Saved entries
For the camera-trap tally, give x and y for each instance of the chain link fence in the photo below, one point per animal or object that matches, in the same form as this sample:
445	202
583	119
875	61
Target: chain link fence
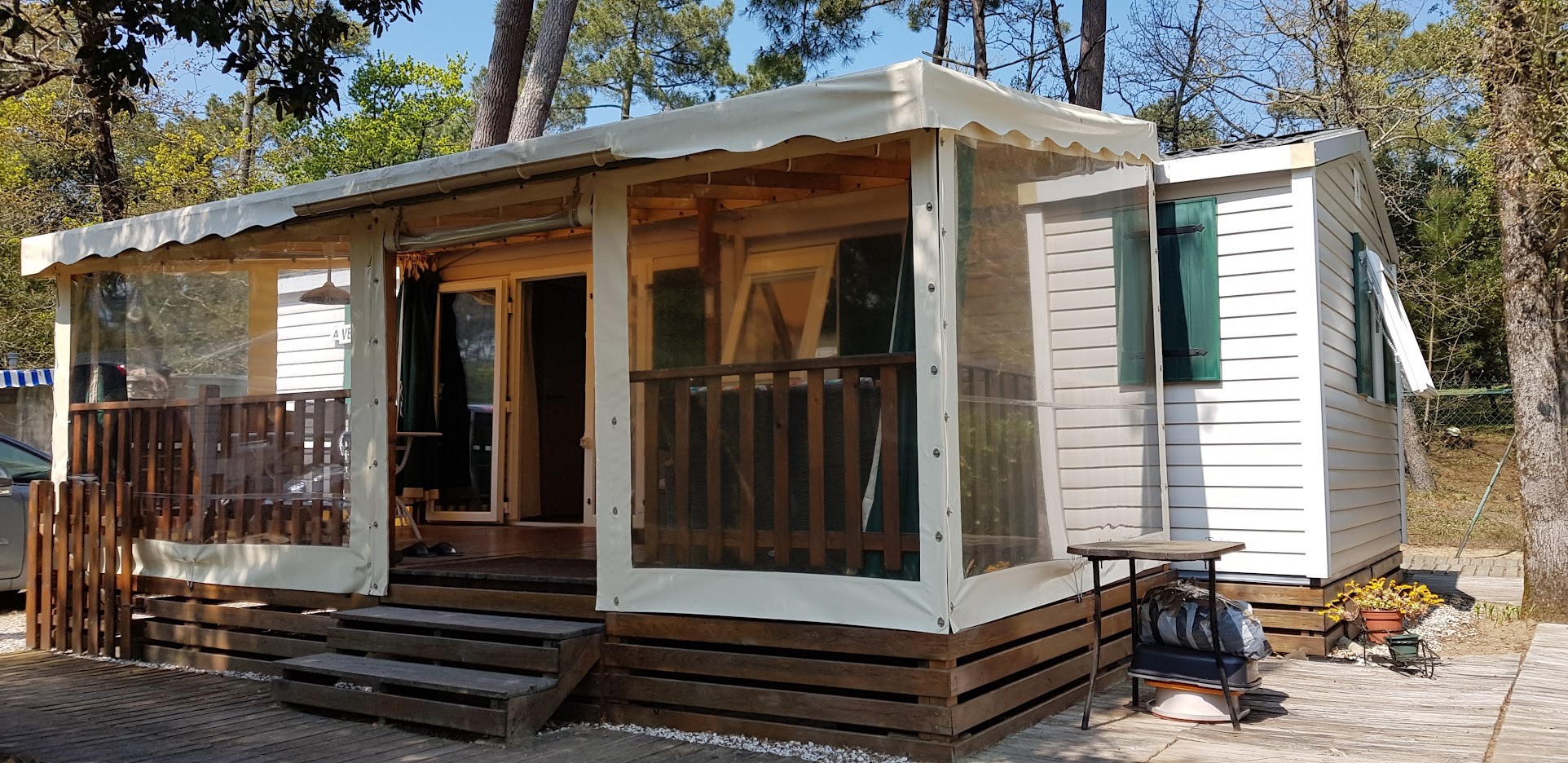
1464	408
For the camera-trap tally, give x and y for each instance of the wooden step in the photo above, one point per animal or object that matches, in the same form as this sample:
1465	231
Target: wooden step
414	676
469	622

==

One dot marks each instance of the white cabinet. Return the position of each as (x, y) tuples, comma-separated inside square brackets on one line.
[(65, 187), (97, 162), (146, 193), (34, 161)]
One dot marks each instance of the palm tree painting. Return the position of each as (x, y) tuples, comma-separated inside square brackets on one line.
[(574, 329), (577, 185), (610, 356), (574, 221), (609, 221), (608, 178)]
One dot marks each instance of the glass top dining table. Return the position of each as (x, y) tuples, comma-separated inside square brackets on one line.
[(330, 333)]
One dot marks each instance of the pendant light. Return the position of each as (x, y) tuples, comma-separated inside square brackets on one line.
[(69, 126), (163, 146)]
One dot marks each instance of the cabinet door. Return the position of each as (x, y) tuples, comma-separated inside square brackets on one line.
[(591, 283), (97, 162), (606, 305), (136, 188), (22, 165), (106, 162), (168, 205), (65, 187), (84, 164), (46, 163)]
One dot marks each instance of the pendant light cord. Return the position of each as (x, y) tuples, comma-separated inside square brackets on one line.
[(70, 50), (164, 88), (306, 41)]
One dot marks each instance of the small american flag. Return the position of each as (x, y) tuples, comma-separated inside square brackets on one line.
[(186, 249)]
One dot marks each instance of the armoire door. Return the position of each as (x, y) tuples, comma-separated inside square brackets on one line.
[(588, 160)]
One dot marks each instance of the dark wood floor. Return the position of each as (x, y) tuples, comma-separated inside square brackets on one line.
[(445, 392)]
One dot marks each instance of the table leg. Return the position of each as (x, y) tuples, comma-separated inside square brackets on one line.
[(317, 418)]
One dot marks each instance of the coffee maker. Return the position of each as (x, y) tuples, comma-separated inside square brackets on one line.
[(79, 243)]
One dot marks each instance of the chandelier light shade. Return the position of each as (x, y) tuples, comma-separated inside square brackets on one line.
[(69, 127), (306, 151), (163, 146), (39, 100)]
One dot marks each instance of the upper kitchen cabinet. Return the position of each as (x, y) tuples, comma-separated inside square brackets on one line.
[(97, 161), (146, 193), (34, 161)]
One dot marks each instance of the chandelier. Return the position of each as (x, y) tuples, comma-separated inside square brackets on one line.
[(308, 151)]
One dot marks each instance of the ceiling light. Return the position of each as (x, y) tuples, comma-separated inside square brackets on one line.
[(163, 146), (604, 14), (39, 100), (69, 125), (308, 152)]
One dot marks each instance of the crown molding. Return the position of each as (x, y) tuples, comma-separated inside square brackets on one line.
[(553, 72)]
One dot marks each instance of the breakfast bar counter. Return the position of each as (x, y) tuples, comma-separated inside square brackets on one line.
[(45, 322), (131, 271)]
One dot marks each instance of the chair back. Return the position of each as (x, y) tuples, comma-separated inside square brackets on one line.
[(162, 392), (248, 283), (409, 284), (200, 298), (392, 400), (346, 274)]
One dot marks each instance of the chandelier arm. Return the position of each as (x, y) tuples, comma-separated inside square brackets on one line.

Task goal: Search the data above for the word "photo" and show every line that has it.

Output for this exercise:
For the camera-trap tally, give x and y for each instance of the chain link fence in the photo below, one point per animal or object that matches, in the same form as this sample:
For the camera-trap tally, give x and y for each instance of the wooden step in the photo above, one point per animal or object that matches, in the same form as this sample:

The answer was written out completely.